**Task directions**
Continue the news report below on Irom Chanu Sharmila's decision to end her hunger strike, starting after its final sentence.

An Indian woman who has been on hunger strike for nearly 16 years in protest against rights abuses by the government declared Tuesday that she will end the strike and contest the state elections.
“I have decided to end my 16-year fast on August 9 and contest the 2017 state elections as an independent candidate,” 44-year-old Irom Chanu Sharmila said outside a magistrate’s court in Imphal, the main city in the state of Manipur.
“My fight so far has been all alone and so I have decided to wage a war against the act democratically by becoming a lawmaker instead of continuing with my fast,” said Sharmila, who is known as the Iron Lady of Manipur for her unwavering and nonviolent protest against rights abuses.
For more than 14 years, the rights campaigner has been charged by prosecutors with attempted suicide. Officials have kept her in a hospital ward in Imphal, where she is force-fed via a plastic nasal drip several times a day.

**Material provided**
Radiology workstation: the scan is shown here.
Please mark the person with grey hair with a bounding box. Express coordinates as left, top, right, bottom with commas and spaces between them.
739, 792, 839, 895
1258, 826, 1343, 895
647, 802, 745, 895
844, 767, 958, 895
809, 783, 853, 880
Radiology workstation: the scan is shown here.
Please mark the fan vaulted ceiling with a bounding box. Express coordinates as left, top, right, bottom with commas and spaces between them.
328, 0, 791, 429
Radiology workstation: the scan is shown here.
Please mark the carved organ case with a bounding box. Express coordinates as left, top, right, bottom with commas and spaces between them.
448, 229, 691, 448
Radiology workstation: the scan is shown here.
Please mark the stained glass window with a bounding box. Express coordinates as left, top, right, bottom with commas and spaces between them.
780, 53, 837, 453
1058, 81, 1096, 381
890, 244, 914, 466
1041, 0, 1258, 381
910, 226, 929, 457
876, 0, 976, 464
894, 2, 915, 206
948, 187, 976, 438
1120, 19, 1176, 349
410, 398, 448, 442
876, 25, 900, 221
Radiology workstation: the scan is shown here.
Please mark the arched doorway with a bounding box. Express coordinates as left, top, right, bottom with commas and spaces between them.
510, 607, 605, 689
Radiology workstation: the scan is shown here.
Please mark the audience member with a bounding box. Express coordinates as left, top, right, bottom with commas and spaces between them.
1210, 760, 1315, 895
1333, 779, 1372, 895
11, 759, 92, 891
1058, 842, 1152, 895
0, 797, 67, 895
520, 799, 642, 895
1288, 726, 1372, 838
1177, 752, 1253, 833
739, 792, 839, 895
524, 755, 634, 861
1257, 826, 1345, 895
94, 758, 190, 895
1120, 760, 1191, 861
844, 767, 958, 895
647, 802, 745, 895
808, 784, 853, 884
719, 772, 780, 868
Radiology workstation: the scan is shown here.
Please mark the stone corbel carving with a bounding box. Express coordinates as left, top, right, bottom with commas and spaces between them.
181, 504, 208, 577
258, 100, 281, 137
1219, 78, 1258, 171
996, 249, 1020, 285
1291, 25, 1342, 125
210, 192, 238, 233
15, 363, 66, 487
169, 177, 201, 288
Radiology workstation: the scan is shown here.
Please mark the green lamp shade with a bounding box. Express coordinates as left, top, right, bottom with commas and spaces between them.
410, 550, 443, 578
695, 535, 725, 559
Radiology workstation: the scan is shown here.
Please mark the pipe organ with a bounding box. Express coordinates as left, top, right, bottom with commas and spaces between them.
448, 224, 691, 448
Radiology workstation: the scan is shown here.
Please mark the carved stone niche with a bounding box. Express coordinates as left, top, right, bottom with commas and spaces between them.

**Exercise result**
She removed the nasal tube in 2014 after a court ordered her free and said there was no evidence that Sharmila wanted to commit suicide by avoiding food. The maximum punishment for attempting suicide is one year in prison in India. The activist has often been released from custody after appearing in court only to be re-arrested almost immediately on repeated charges of attempting to take her own life.
Sharmila began the hunger strike in 2000 after she saw Indian forces killing 10 people, including two children, at a bus stop in Imphal.
She has urged the government over the years to annul the controversial Armed Forces Special Powers Act (AFSPA), which gives Indian forces more freedom in areas such as Manipur and the restive state of Kashmir in the northwest.